#### [Your task]
Arrange all of the items below as a numbered list, leaving out any blank lines.

#### [Records to process]
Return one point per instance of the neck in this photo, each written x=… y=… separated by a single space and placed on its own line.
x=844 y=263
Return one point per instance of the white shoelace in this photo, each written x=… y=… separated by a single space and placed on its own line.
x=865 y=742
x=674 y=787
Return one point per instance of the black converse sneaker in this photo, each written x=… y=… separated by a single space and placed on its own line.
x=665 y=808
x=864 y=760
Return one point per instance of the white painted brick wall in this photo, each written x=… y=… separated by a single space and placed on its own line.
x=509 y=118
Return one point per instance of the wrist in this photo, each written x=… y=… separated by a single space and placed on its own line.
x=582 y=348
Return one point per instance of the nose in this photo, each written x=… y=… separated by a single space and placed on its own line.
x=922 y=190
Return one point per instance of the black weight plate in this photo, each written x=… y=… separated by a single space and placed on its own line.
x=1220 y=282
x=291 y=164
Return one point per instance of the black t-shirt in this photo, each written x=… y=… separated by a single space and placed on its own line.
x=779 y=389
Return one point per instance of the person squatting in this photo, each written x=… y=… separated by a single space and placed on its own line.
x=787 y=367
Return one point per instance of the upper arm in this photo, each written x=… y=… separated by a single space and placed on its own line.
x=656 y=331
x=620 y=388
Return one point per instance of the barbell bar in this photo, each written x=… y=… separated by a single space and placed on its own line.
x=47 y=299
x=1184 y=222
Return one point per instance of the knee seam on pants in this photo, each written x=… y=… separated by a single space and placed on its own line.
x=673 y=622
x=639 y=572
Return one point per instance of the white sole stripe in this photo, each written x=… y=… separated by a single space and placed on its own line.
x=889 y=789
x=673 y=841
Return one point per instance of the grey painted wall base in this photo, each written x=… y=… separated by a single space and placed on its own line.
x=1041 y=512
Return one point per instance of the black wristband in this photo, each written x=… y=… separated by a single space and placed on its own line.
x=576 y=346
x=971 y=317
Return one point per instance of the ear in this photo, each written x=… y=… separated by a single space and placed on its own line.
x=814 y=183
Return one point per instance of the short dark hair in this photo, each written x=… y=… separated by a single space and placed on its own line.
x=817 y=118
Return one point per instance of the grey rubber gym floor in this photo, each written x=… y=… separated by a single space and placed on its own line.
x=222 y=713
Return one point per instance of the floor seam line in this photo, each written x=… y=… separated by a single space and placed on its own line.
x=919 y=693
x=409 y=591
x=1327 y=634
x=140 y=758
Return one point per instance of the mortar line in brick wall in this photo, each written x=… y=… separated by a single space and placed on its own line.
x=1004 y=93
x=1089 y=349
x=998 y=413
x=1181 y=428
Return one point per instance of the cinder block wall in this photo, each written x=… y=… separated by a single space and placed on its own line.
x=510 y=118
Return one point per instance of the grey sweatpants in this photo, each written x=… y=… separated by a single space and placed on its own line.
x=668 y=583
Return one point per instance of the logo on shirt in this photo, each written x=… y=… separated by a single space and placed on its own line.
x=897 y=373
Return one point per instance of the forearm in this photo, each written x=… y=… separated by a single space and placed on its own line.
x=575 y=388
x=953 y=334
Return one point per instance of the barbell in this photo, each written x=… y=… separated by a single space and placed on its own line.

#### [Complete output]
1. Return one point per instance of the neck in this photo, each written x=… y=… separated by a single space and placed on its own line.
2. x=844 y=263
3. Return one point per instance of the white shoelace in this photo, each written x=… y=… separated by a single space and placed on its own line.
4. x=865 y=742
5. x=674 y=787
6. Return one point per instance of the black converse sneaker in this photo, each written x=… y=… separated by a single space and placed on its own line.
7. x=665 y=808
8. x=864 y=760
9. Return one point per instance of the white painted brick wall in this photo, each written x=… y=… separated by a single space and placed on its own line.
10. x=509 y=118
11. Return one point per instance of the wrist in this photo, each written x=… y=… separated by a single space and placed on its own line.
12. x=582 y=348
13. Return one point per instance of the nose in this photo, each written x=… y=… separated by a single space and placed on its own line.
14. x=922 y=190
15. Return one point per instance of the black weight plate in this photo, each written x=… y=… separated by a single space and placed on its own line.
16. x=1220 y=282
17. x=291 y=164
18. Return one point per instance of the black t-shirt in this photo, each written x=… y=… separated by a single space and placed on its own line.
19. x=779 y=389
20. Return one point per instance of the person squatting in this photo, each written x=… y=… separated by a single space and placed on its own line.
21. x=787 y=367
22. Return one point per instance of the upper arm in this photo, each written x=… y=… separated by a single space and placed on its own line.
23. x=656 y=331
24. x=620 y=388
25. Return one point per instance of the barbell bar in this photo, each written x=… y=… separated by a single space and placed on its own line.
26. x=47 y=299
27. x=1184 y=222
28. Return one point per instance of the knee seam on pants in this photo, each written x=… y=… separated by a single space and placed on its own line.
29. x=673 y=622
30. x=639 y=572
31. Return one point per instance of the white sole stripe in this photo, each written x=… y=… separated by a single space and placed on its own line.
32. x=889 y=789
33. x=673 y=841
34. Return one point per instance of the grey painted wall base in this photo, each written x=… y=… separated by a single space and placed on its own line.
35. x=1041 y=512
36. Return one point per instance of the black wristband in this photo, each written x=… y=… separated by a single space and placed on its own line.
37. x=576 y=346
38. x=971 y=317
39. Return one point per instance of the ear in this photo, each written x=… y=… separated by a single space and placed on its own line.
40. x=814 y=183
41. Return one point per instance of the short dark hair in this photo, each written x=… y=… separated by a single space and placed on its own line.
42. x=817 y=118
43. Return one point per instance of the grey rubber gym floor in this photo, each written x=… y=… separated by a single space and placed on its own line.
44. x=222 y=713
45. Return one point per instance of the floor seam line in this photo, each written x=… y=… separated by a single space and placed on its own line.
46. x=919 y=693
47. x=409 y=591
48. x=1327 y=634
49. x=140 y=758
50. Return one point per instance of the mortar line in brick wall in this photo, each written x=… y=… separated by a single space and placed on its own line.
51. x=1004 y=93
52. x=1089 y=349
53. x=998 y=413
54. x=1181 y=428
55. Return one point per instance of the cinder block wall in this photo, each written x=… y=… separated by a single space and placed on its own line.
56. x=510 y=118
57. Return one point per instance of the grey sweatpants in this photo, each written x=… y=… separated by a single space and placed on its own line.
58. x=668 y=583
59. Return one point per instance of the logo on shirt in this photo, each written x=… y=… separated by a single space and placed on its own line.
60. x=897 y=373
61. Return one point per instance of the forearm in this photo, each written x=… y=… separated by a single space and placed on its own line.
62. x=575 y=388
63. x=953 y=334
64. Return one point per instance of the barbell in this photo, each written x=… y=… separated by a single space and placed on its own line.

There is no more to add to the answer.